**Text provided:**
start
Time ran out early for Henry Purcell, who died at only 36 (of tuberculosis, most likely; though a well-known anecdote ascribes his death to a chill caught by being locked out of his house by his wife, after a night of drinking). In his music, if not in his life, Purcell knew how to make time stand still.
Purcell’s stunning song, “Music for a while / Shall all your cares beguile,” was written for a theatrical adaptation of Oedipus (of all things!), evoking the possibility that, just for a moment, through music, that dreadfully destined tragic hero could forget his torments. Tamed by music, even the snakes on the head of the vengeful goddess Alecto fall away from her one by one in a series of nine off-beat eighth-notes, “drop, drop, drop ...”
Sunday, I heard that Purcell song performed by British countertenor Iestyn Davies, who beautifully suspended time with his sweet, unhurried phrasing. “How with this rage shall beauty hold a plea?” asked Shakespeare about time and mortality. With Davies’s voice and Purcell’s uncanny sense of rhythm, beauty had plenty to say in the face of mortality.
Davies collaborated in this Cal Performances presentation (appropriately, in the warm acoustics of UC’s Hertz Hall — which Davies praised in his closing remarks to the audience) with the distinguished British ensemble Fretwork, five players of the viola da gamba, who are individually masters of the instrument and collectively an ensemble that plays with stunningly tight-knit accuracy and expressive sensitivity.
In the summer of 1680, the 21-year-old Purcell inexplicably took time out of his burgeoning career in the service of court entertainment and London opera to write nine fantasias for viol quartet, three of which Fretwork performed on this program. By 1680, the viol fantasia was your grandfather’s music — slow and solemn, introspective, and polyphonic — distinctly not the kind of hip music a young composer should have been writing in the newly prosperous English capital. Purcell’s fantasias are gorgeous throw-backs, time-stopping homages to the importance of the composers of earlier generations — William Byrd and John Jenkins among others.
Fretwork’s mastery of this music is unparalleled. Their perfect tuning (and to their credit, they didn’t spend much stage time adjusting the notoriously difficult gut strings of the gamba) doesn’t just make the expected chords sound great: it sets up the unexpected, the “crunches” (technically, “cross-relations”) where (say) an F-natural in beat three is suddenly forced to greet an F-sharp in beat four — or sometimes both on the same beat. The resultant tension, sharp as it is, never lasts long: the lightning-bolt of dissonance vanishes swiftly back into the currents of harmony, coursing toward a long-deferred resolution.
Inventively, Fretwork and Davies paired Purcell with contemporary composer Michael Nyman, the British “minimalist” (he coined the term), known for his film scores (Jane Campion’s 1993 The Piano, for example, and most of the avant-garde films of Peter Greenaway). Nyman studied early music in London under the musicologist Thurston Dart, and despite the obviously post-modern sound of his music, it has clear connections with the baroque — among them, his obvious affinity with the musical trajectory of harmonic progression, and his fascination with a long-sustained “affect.”
end
**Task requirements:**
a) According to the concert review, how many fantasias for viol quartet did Purcell write in the summer of 1680?
b) Carry on the concert review, starting right after its final sentence.

[Lines of data]
start
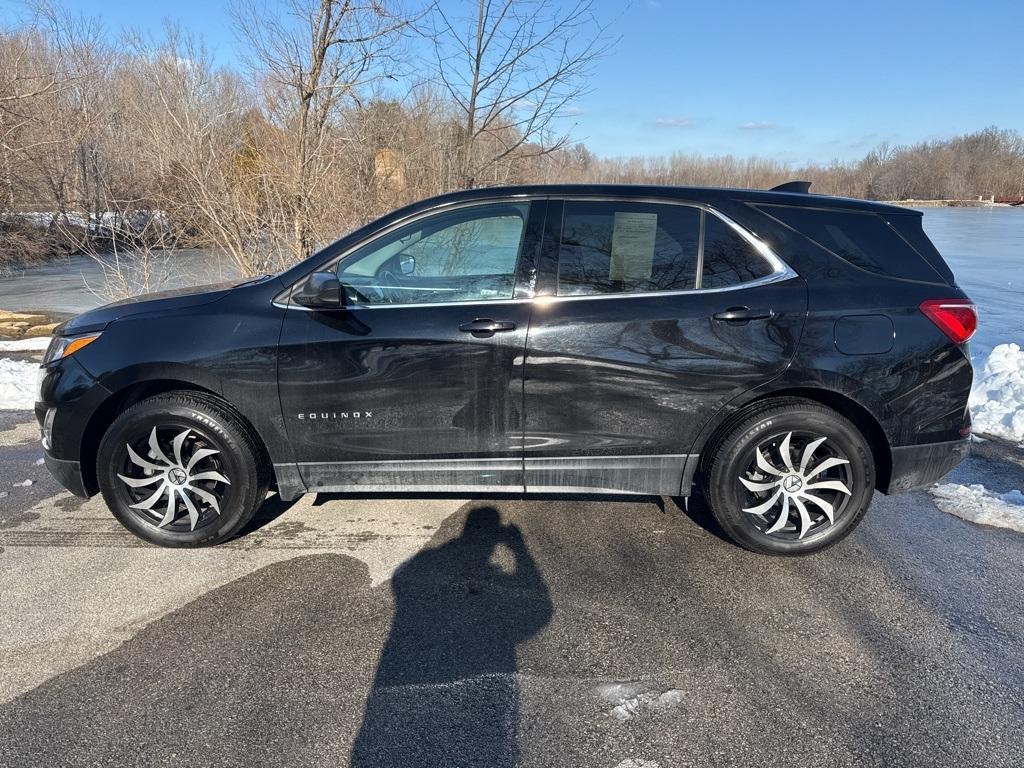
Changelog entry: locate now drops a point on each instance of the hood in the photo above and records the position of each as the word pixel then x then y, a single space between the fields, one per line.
pixel 160 301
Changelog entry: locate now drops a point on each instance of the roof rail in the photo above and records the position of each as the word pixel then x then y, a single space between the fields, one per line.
pixel 801 187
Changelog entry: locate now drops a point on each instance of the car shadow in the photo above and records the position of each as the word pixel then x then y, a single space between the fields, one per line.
pixel 445 691
pixel 271 508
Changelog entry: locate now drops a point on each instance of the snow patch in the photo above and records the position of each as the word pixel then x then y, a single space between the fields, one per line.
pixel 17 384
pixel 978 504
pixel 997 397
pixel 630 699
pixel 35 344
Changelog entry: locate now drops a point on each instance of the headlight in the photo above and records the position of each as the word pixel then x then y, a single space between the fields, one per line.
pixel 61 346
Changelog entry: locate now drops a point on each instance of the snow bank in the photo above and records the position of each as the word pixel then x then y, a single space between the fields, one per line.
pixel 17 384
pixel 35 344
pixel 978 504
pixel 997 399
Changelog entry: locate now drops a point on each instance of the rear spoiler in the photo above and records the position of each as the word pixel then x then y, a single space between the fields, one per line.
pixel 801 187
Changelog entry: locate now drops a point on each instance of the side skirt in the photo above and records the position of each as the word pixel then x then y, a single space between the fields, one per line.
pixel 655 475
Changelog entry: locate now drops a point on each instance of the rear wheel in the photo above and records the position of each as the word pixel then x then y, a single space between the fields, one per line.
pixel 181 470
pixel 791 478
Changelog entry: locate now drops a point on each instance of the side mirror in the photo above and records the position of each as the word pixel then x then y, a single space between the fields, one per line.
pixel 321 291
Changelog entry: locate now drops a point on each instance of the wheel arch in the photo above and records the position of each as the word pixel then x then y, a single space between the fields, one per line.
pixel 137 391
pixel 861 417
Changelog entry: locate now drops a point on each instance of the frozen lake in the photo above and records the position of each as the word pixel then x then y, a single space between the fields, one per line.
pixel 984 247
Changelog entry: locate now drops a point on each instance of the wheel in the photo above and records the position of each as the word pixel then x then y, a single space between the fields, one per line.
pixel 791 478
pixel 181 470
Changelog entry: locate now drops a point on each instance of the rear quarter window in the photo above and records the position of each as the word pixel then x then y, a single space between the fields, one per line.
pixel 862 239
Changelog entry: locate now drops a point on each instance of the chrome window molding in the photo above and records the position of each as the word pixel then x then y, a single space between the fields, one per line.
pixel 780 270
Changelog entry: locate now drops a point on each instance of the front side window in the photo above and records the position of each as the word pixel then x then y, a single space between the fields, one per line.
pixel 469 254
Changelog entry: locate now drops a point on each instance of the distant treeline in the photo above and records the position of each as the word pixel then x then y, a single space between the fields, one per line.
pixel 986 163
pixel 126 141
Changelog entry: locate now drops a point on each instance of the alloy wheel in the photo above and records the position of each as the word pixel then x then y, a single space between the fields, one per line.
pixel 174 478
pixel 796 484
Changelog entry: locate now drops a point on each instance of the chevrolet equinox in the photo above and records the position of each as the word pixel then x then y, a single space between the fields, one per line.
pixel 782 352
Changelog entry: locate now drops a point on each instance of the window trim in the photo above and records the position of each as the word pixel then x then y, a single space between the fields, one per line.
pixel 781 270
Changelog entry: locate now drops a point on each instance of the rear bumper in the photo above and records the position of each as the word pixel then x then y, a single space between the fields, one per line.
pixel 68 473
pixel 918 466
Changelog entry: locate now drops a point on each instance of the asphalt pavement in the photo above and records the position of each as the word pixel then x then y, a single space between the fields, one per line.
pixel 495 632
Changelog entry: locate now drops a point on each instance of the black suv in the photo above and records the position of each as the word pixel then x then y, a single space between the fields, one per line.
pixel 785 352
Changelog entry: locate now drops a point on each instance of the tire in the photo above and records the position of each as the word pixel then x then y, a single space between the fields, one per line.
pixel 201 483
pixel 775 507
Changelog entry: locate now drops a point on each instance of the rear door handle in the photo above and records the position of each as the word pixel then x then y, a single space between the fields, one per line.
pixel 486 326
pixel 743 314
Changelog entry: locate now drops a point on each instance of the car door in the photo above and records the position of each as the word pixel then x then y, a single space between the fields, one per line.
pixel 417 382
pixel 656 314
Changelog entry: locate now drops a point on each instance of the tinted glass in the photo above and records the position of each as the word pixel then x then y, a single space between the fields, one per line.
pixel 609 248
pixel 729 259
pixel 464 255
pixel 863 240
pixel 909 226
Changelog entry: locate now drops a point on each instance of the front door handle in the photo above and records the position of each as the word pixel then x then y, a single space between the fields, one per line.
pixel 486 326
pixel 740 314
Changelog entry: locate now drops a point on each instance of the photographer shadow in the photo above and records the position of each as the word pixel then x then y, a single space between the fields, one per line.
pixel 445 690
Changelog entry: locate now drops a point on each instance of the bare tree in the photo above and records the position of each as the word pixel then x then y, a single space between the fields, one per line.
pixel 310 62
pixel 512 68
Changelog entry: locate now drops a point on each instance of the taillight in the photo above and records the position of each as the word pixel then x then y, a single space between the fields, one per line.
pixel 957 318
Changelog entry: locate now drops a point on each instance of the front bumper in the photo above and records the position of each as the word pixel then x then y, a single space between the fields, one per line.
pixel 918 466
pixel 68 473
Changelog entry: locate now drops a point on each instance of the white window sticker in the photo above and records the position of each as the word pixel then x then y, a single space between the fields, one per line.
pixel 633 246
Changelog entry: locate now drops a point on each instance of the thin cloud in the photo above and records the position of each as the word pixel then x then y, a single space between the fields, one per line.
pixel 673 122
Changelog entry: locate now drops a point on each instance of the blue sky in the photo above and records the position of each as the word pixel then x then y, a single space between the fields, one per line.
pixel 791 80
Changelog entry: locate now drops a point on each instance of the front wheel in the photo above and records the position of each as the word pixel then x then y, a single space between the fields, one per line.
pixel 180 470
pixel 791 478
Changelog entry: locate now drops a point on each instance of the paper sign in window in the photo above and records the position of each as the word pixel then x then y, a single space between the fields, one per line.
pixel 633 246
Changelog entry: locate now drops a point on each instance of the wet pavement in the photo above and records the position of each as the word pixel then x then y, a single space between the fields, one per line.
pixel 494 632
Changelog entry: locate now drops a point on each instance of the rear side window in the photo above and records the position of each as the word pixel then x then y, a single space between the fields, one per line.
pixel 909 227
pixel 863 239
pixel 627 248
pixel 609 248
pixel 728 258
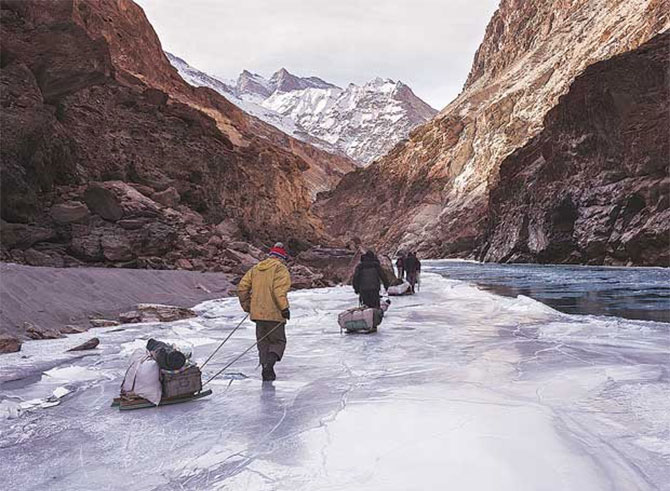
end
**Expected answers:**
a) Nine.

b)
The most effective of the Nyman contributions was his song cycle No Time in Eternity, based on seven short poems by the 17th-century English poet Robert Herrick. In Herrick’s poems, the hectic destiny of mortals (we are all time-driven — ”By hours we all live here”) is sharply distinguished from the timelessness of heaven. And heaven, for this notoriously secular Anglican priest, closely resembles the bliss of a beautiful afternoon concert of music, where harmony strikes “a stillness into hell.” Nyman’s setting is through-composed (that is, there’s no break between the poems) and has the feel of a 17th-century viol fantasy: a sequence of related, but ineffably different episodes, none of them too long (befitting the poems’ edgy relationship with time).
Fretwork also played two instrumental pieces by Nyman, one an homage to Purcell and the other an arrangement of a piece originally written for the Swingle Singers. Neither fully convinced me that Nyman’s highly repetitive music, in longer forms, works well on viols: the viols couldn’t manage the tonal and acoustic edginess that would have made the music really compelling. Nyman’s energetic rhythmic motives, richly portrayed by Fretwork with their masterful bowings, didn’t sustain my interest for the long haul.
Davies gently and forcefully delivered two tender ballads by Nyman, “If” and “Why,” setting sentimental texts by Australian poet Roger Pulvers. The program ended with a much more energetic Nyman piece, a setting of an ancient Assyrian hymn, the startling “Self-Laudatory Hymn of Inanna and her Omnipotence.” I’m not quite convinced that this assertion of the power of a fierce goddess should be sung by a male counter-tenor, but Davies gave us a memorable rendition of Inanna’s in-your-face pride: “Is there one god who can vie with me?” Herrick would have been appalled by her stridency, but I rather liked the daring contrast with his quieter poems about mortality and time.
In an encore, Fretwork and Davies shifted us back to 17th-century melancholy, with William Byrd’s lovely lament on the death of Thomas Tallis, “Ye Sacred Muses.” Here time really did seem to come to a stop, spectacularly fading into silence with Byrd’s (and Davies’s) final, sorrowful question, “Can beauty die?”
Beauty did not die, not at least in the short duration of this lovely concert. Whether it can live on in the world of fires, outages, and other outrages, is another matter.